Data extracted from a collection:
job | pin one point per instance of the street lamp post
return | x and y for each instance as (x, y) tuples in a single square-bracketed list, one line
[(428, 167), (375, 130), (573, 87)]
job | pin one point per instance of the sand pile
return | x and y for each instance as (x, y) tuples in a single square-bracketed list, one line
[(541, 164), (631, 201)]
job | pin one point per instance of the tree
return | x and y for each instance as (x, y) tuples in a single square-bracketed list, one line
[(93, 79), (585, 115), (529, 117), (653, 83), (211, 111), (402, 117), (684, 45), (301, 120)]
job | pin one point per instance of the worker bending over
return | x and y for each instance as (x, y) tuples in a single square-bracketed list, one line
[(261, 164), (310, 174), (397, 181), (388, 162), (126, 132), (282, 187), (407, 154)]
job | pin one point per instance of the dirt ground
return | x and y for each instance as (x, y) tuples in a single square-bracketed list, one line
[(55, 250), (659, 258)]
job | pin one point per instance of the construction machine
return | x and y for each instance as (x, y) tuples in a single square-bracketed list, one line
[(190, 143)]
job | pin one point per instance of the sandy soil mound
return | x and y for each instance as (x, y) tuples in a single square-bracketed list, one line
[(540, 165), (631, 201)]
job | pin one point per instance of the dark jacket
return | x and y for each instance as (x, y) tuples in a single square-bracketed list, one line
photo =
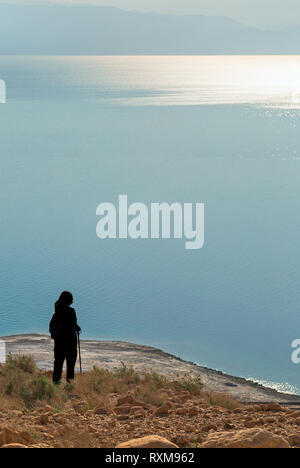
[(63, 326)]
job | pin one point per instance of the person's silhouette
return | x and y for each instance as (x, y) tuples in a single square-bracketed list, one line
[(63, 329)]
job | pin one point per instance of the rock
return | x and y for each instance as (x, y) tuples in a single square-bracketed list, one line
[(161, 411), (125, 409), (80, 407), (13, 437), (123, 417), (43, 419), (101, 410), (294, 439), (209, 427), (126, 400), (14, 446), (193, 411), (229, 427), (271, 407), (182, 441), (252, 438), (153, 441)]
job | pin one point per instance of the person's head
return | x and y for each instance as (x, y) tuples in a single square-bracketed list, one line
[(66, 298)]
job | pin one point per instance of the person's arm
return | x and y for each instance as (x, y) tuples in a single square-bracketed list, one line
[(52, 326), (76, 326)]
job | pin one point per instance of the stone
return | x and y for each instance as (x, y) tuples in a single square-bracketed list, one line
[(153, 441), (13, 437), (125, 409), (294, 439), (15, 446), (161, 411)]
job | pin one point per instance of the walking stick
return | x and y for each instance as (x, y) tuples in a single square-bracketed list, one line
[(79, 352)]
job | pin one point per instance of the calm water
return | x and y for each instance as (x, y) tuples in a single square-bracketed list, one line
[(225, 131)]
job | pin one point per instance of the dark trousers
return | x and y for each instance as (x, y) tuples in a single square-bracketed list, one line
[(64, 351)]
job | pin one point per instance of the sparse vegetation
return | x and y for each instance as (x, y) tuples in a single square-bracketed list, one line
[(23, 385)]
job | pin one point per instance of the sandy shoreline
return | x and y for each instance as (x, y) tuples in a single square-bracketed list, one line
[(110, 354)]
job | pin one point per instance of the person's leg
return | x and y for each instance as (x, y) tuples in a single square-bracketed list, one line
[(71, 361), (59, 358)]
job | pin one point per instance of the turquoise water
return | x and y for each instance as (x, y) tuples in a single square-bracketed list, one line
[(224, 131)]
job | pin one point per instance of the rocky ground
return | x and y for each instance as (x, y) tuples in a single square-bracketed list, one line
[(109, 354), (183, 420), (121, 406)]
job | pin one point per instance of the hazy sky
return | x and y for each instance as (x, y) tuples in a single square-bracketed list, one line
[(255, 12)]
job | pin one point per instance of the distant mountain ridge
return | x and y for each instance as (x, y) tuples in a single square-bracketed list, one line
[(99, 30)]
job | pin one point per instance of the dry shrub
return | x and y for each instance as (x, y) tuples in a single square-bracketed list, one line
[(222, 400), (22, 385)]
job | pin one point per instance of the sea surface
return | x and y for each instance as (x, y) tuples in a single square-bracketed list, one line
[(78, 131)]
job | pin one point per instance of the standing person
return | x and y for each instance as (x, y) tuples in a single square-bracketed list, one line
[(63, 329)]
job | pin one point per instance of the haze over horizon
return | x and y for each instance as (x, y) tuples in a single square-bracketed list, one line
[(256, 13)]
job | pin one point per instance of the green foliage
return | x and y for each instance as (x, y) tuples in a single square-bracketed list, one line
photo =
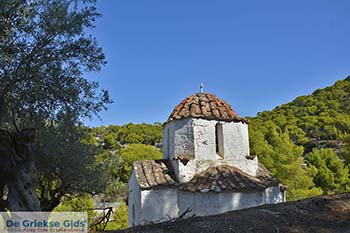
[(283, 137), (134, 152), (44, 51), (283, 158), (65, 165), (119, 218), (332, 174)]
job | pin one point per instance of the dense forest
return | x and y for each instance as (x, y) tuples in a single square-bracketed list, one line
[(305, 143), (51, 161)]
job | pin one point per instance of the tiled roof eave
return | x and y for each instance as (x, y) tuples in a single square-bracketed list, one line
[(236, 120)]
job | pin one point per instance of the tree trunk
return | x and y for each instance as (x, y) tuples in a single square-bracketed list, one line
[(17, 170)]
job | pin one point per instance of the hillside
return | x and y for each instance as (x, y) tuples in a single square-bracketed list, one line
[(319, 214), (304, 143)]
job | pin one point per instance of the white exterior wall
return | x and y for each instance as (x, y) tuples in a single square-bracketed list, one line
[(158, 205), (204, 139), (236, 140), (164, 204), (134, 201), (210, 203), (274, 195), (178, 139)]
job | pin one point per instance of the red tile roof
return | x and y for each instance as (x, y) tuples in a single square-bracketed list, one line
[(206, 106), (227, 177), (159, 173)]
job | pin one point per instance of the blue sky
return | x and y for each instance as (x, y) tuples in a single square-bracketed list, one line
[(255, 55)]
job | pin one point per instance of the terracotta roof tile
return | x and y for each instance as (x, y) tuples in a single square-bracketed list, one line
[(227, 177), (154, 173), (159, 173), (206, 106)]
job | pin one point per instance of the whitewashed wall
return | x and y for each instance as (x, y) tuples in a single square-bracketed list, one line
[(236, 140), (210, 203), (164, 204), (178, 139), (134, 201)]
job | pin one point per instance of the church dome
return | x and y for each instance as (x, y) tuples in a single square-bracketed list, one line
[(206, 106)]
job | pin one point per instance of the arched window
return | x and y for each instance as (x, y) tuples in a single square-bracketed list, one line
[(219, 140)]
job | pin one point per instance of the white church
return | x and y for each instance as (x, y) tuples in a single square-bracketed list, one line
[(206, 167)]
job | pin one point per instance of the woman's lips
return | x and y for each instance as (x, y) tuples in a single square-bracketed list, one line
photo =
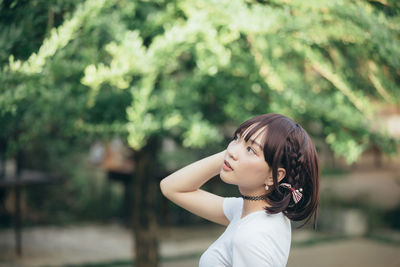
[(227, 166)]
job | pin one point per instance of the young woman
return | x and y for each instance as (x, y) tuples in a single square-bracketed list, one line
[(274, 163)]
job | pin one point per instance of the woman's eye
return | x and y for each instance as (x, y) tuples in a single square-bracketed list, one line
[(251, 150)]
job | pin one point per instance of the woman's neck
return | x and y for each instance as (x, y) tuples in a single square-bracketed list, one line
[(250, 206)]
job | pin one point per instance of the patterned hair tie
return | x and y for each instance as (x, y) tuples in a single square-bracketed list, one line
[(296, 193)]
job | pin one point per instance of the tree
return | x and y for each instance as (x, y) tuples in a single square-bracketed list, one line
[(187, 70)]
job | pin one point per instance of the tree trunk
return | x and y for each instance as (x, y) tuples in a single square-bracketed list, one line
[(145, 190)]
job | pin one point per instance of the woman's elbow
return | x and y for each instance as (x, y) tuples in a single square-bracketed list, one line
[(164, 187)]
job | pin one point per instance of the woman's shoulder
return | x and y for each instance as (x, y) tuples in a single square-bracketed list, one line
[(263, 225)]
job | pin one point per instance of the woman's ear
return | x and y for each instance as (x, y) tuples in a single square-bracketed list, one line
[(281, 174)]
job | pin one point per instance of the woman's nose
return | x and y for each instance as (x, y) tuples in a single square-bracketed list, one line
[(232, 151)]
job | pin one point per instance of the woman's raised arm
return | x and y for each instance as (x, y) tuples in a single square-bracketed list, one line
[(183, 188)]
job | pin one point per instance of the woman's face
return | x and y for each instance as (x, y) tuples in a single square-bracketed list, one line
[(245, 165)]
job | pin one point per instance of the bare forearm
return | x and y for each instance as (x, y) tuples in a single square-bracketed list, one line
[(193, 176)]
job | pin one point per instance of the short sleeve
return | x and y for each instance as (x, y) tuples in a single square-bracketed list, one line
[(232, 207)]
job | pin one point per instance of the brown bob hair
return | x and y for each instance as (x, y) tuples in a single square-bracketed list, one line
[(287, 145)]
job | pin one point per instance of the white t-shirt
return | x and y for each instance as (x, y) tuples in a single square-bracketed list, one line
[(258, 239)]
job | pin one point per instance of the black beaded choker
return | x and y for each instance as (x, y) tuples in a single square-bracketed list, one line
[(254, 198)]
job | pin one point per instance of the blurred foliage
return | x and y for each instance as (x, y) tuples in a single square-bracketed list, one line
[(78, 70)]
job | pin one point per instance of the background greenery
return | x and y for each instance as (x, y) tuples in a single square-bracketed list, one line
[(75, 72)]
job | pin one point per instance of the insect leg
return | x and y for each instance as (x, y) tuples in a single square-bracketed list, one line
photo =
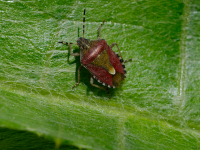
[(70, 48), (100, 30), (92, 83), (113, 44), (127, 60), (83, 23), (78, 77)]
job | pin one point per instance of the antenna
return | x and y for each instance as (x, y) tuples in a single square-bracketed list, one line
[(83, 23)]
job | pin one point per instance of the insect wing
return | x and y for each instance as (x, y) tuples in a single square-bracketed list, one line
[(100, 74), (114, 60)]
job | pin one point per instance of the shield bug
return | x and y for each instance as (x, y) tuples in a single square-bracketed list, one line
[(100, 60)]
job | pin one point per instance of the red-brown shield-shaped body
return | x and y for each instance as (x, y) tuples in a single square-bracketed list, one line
--
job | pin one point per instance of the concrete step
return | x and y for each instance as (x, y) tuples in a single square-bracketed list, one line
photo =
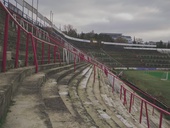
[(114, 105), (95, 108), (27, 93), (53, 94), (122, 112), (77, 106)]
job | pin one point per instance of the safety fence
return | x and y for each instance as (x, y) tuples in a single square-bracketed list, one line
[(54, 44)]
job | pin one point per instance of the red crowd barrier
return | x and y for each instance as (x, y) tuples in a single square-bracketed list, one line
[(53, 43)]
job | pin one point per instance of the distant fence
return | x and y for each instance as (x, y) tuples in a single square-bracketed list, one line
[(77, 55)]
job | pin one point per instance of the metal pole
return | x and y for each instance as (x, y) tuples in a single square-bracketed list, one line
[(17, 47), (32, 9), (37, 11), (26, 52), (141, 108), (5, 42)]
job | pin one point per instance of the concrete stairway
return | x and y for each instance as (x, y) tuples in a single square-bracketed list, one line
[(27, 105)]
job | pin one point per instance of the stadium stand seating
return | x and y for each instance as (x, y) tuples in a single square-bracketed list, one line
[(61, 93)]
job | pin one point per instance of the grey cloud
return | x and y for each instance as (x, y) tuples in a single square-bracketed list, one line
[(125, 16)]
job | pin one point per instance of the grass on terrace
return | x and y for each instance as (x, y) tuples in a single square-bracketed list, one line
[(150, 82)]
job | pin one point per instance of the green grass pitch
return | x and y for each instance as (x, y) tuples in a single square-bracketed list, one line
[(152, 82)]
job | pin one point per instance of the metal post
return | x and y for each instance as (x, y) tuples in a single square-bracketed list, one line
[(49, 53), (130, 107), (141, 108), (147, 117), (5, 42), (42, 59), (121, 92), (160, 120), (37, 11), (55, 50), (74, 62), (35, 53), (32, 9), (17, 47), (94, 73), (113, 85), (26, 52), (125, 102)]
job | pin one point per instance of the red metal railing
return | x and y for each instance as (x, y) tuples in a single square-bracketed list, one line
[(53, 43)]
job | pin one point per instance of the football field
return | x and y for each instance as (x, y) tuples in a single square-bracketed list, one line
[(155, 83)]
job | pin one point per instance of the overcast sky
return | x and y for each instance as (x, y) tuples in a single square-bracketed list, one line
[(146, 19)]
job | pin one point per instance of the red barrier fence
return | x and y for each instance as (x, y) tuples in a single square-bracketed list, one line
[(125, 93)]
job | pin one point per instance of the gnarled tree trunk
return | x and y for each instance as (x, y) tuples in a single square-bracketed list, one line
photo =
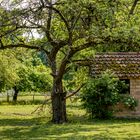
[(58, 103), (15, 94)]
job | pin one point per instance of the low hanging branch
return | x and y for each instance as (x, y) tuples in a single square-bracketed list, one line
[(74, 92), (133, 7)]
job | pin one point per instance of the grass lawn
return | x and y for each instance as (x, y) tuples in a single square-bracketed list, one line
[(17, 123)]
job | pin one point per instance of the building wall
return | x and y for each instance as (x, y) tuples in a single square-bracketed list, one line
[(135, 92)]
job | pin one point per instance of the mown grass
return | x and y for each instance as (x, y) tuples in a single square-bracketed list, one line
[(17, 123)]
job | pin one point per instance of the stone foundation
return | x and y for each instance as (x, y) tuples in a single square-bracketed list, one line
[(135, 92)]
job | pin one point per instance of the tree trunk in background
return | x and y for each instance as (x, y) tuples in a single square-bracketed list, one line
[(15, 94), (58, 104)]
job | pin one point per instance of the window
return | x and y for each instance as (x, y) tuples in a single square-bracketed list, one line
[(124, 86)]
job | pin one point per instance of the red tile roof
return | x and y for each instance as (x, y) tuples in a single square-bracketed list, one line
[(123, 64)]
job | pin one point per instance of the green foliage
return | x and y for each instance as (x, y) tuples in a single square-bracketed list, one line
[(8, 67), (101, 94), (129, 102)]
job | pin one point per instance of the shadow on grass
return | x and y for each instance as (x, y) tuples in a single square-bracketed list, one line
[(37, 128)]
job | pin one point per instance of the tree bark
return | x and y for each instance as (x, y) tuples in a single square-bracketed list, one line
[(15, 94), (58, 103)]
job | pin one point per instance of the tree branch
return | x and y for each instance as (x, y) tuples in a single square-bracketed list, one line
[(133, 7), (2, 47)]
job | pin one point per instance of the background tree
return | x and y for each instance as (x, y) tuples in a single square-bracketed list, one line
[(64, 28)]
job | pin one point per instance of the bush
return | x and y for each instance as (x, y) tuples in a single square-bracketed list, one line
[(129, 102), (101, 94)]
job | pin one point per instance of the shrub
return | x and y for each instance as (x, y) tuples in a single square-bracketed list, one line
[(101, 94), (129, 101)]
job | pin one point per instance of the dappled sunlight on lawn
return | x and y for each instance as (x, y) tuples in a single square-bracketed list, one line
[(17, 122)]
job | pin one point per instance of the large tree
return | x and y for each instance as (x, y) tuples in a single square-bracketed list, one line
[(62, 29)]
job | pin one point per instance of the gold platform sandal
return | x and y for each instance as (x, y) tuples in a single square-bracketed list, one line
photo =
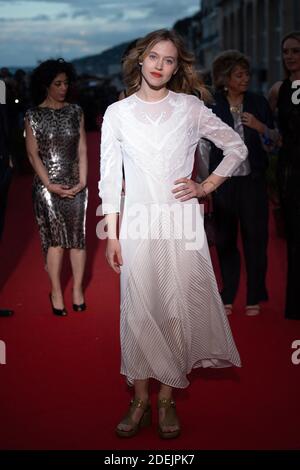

▶ **Requirement**
All lines above that contain "person" are required in the answer.

▶ **Finished task**
job | pin one point per instance of the person's silhouette
job | pin one point per instance of the person's head
job | pin one point per instance of the person's arm
job | pin one point per instance of the person's leg
job | pin one point per instance of the standing person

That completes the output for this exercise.